The potential chaos does not stop there. Depending on the strength of the Constitution’s equal protection clause, unlimited impoundment may allow a president to suddenly cancel a state’s infrastructure projects as retribution for voting for the losing presidential candidate. Or to target certain congressional districts, cities, or demographics for the elimination of government benefits. If such scenarios sounded absurdly implausible and paranoid for most of modern American history, they certainly are less so in 2025.

Finally, impoundment would likely not cut much spending—and may even increase it. DOGE has shown that presidential authority to unilaterally cut spending does not necessarily bring a broader war on budget deficits. Instead, DOGE achieved mostly symbolic savings by defunding MAGA’s targets such as DEI contracts, Politico subscriptions, government employees, and foreign aid. In fact, DOGE’s attempt to fire IRS tax enforcement staff will likely expand budget deficits by encouraging tax evasion and limiting the resources to investigate it. Presidents do not get elected promising to impose budget cuts on their own voters, and spending cuts targeting smaller electoral minorities (or foreigners) are unlikely to fix annual budget deficits headed toward $4 trillion within a decade because of the costs associated with Social Security, Medicare, Medicaid, defense spending, veterans, and paying interest on the debt.

Moreover, a legal framework that grants presidents unlimited power to cut spending may well provide accompanying powers to expand spending, too. After all, we are describing a world in which common-sense constitutional restraints have broken down, so it is not difficult to imagine the spending flexibility going in both directions. In that scenario, what better way to reward the last election’s voters and bribe those in the next election than by promising Santa Claus-style entitlements, tax credits, infrastructure, and education spending? It should not surprise anyone that removing politicians’ fiscal restraints has tended to expand deficits rather than reduce them.

Again, these scenarios may sound like the stuff of fantasy. Yet from President Barack Obama’s “pen and phone” use of executive orders, to President Joe Biden’s illegal student loan bailouts, and now to President Trump’s impoundment push, we’ve seen how presidents will ultimately stretch any presidential powers in ways that once had barely been imagined. The question is whether it is wise to trust President Trump and his White House successors with an impoundment power strong enough to shatter the separation of powers.

A better way forward.

== How to complete this task ==
For each statement about the passage on presidential impoundment, say yes or no on whether the passage agrees, and quote the deciding words. (a) DOGE's attempt to fire IRS tax enforcement staff will likely reduce budget deficits. (b) A legal framework that lets presidents cut spending without limit may also give them powers to expand spending. (c) Politico subscriptions are among the MAGA targets that DOGE defunded. The items that come next are from a different source than the passage above.

== Data to examine ==
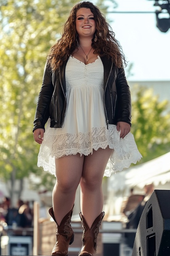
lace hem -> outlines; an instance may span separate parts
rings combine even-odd
[[[79,153],[87,155],[93,150],[105,148],[108,145],[114,149],[105,170],[104,176],[109,176],[112,172],[128,168],[131,163],[136,163],[142,157],[133,135],[130,133],[123,139],[120,138],[116,127],[109,125],[94,128],[90,132],[61,134],[44,134],[38,156],[37,165],[55,175],[55,158],[64,155]]]

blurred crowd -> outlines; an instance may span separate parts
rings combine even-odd
[[[33,210],[30,202],[19,200],[16,208],[11,207],[10,198],[4,197],[0,203],[0,222],[8,227],[29,228],[33,226]]]

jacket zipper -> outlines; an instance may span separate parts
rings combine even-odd
[[[114,108],[114,114],[113,114],[113,116],[115,116],[115,108],[116,108],[116,100],[117,99],[117,95],[116,95],[116,99],[115,99],[115,108]]]
[[[107,82],[106,82],[106,86],[105,87],[105,89],[104,90],[104,108],[105,109],[105,112],[106,113],[106,119],[107,119],[107,120],[106,120],[106,124],[107,124],[107,130],[108,130],[108,118],[107,117],[107,112],[106,112],[106,105],[105,104],[105,93],[106,92],[106,87],[107,85],[107,83],[108,82],[108,79],[109,78],[109,77],[110,76],[110,75],[111,74],[111,71],[112,71],[112,67],[113,67],[113,62],[112,62],[112,67],[111,67],[111,71],[110,71],[110,73],[109,73],[109,75],[108,75],[108,78],[107,79]]]
[[[56,106],[57,106],[57,95],[56,96],[56,100],[55,101],[55,104],[54,102],[54,97],[53,97],[52,99],[53,99],[53,104],[54,104],[54,111],[55,111],[55,123],[57,123],[57,108],[56,108]]]
[[[111,92],[111,102],[112,103],[112,119],[113,119],[113,102],[112,101],[112,92]]]
[[[61,84],[61,87],[62,87],[62,89],[63,90],[63,93],[64,93],[64,97],[65,97],[65,99],[66,99],[66,110],[65,110],[65,113],[64,113],[64,116],[63,121],[63,123],[62,123],[62,125],[61,125],[61,127],[62,127],[63,126],[63,125],[64,122],[64,119],[65,118],[65,116],[66,115],[66,110],[67,110],[67,99],[66,98],[66,96],[65,95],[65,94],[64,93],[64,89],[63,89],[63,85],[62,84],[62,81],[61,81],[61,75],[60,75],[60,67],[59,67],[59,76],[60,76],[60,83]]]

== Answer to the exercise ==
(a) No: "will likely expand budget deficits by encouraging tax evasion and limiting the resources to investigate it"
(b) Yes: "may well provide accompanying powers to expand spending, too"
(c) Yes: "defunding MAGA’s targets such as DEI contracts, Politico subscriptions, government employees, and foreign aid"